++++ MATERIAL PROVIDED

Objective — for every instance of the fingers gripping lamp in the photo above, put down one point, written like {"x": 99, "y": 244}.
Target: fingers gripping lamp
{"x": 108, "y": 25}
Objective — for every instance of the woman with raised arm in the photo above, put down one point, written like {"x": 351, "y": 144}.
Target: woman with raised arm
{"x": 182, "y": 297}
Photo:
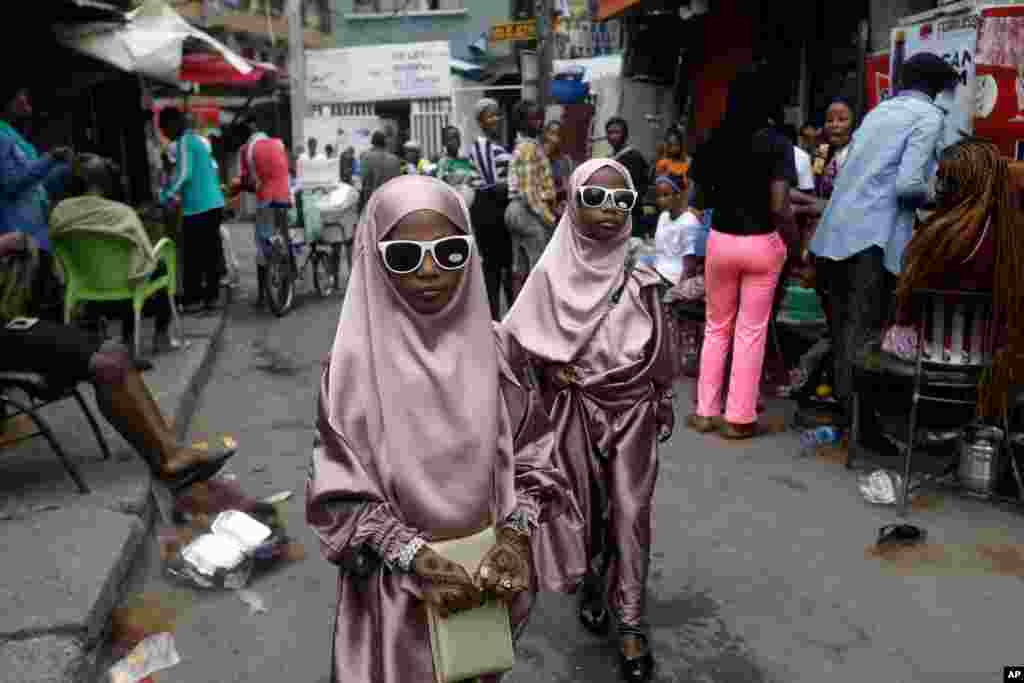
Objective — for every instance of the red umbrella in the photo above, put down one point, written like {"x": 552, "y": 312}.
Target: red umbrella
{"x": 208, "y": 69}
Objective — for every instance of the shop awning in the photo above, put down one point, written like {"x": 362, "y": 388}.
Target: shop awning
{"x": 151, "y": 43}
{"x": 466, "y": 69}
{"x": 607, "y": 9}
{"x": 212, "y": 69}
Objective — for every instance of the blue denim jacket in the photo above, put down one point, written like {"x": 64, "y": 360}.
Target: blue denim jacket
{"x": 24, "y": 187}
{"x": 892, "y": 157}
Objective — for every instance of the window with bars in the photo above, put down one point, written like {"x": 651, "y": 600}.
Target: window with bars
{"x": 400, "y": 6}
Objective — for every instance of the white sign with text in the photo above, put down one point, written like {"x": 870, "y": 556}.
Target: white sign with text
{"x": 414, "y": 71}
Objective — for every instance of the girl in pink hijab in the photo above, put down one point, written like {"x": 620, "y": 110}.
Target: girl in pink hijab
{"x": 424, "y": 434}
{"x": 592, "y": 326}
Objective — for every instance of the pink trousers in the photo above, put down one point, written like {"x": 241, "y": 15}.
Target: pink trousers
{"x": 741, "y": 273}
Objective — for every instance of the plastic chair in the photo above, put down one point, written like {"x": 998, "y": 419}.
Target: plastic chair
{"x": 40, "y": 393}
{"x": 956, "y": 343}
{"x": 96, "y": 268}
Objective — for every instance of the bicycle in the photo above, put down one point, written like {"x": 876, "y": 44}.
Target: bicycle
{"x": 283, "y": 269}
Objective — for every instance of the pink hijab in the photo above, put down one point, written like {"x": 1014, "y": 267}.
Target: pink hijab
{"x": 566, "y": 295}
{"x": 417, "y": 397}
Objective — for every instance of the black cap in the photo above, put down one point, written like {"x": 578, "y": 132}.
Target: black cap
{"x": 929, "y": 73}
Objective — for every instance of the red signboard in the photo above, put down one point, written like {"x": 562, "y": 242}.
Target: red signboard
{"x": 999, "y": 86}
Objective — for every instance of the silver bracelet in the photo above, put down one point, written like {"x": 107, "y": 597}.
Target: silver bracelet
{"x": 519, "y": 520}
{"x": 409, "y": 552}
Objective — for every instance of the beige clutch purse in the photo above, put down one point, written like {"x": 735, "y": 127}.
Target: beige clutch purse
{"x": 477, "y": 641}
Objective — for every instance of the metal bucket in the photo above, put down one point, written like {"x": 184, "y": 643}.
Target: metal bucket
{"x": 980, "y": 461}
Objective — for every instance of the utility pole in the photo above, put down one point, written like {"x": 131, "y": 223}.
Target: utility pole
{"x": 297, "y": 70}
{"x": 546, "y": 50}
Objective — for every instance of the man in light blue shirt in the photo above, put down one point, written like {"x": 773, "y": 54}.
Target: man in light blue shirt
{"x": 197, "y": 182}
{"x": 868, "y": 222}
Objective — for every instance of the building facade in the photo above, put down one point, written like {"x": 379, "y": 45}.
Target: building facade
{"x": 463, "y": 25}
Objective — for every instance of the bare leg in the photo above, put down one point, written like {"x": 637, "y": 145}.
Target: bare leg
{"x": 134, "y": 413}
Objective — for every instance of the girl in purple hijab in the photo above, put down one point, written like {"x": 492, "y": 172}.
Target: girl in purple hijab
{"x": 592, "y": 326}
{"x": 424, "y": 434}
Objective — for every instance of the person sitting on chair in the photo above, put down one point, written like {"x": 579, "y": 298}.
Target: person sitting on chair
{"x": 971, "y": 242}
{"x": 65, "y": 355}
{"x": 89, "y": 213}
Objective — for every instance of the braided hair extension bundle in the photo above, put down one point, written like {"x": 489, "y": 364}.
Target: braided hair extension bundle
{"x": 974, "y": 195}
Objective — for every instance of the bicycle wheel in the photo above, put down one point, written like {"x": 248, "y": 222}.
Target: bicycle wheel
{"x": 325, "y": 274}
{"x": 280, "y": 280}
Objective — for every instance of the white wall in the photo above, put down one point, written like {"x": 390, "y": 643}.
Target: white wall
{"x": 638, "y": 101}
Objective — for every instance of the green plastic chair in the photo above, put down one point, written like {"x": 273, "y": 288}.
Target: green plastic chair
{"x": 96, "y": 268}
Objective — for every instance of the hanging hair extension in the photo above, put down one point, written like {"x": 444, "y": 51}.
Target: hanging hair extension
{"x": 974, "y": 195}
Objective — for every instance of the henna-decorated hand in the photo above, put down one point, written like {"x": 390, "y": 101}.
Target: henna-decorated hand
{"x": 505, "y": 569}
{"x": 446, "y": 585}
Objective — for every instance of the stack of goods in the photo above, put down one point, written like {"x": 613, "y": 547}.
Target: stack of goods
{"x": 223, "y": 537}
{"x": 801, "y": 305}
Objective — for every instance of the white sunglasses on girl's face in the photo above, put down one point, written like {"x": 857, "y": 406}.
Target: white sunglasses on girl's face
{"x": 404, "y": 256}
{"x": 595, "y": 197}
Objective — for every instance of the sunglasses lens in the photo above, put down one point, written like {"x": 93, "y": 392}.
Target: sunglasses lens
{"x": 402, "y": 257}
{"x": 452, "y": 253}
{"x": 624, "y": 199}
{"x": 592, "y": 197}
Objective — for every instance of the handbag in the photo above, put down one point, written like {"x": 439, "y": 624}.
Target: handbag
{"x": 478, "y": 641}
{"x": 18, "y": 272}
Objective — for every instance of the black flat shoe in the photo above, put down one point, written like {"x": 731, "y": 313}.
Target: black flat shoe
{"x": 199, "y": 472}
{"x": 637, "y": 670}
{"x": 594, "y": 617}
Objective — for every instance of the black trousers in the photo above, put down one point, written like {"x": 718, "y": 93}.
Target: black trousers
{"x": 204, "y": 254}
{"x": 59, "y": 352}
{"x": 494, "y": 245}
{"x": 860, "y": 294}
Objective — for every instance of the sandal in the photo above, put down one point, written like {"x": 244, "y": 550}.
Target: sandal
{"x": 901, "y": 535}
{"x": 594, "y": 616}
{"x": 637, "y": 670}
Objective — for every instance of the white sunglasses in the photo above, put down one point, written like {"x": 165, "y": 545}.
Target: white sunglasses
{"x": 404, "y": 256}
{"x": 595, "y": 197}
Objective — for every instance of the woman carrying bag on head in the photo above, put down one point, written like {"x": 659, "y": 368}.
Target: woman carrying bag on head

++++++++

Only lines that include "head" are counted here. Give their number for the records above and add nothing.

2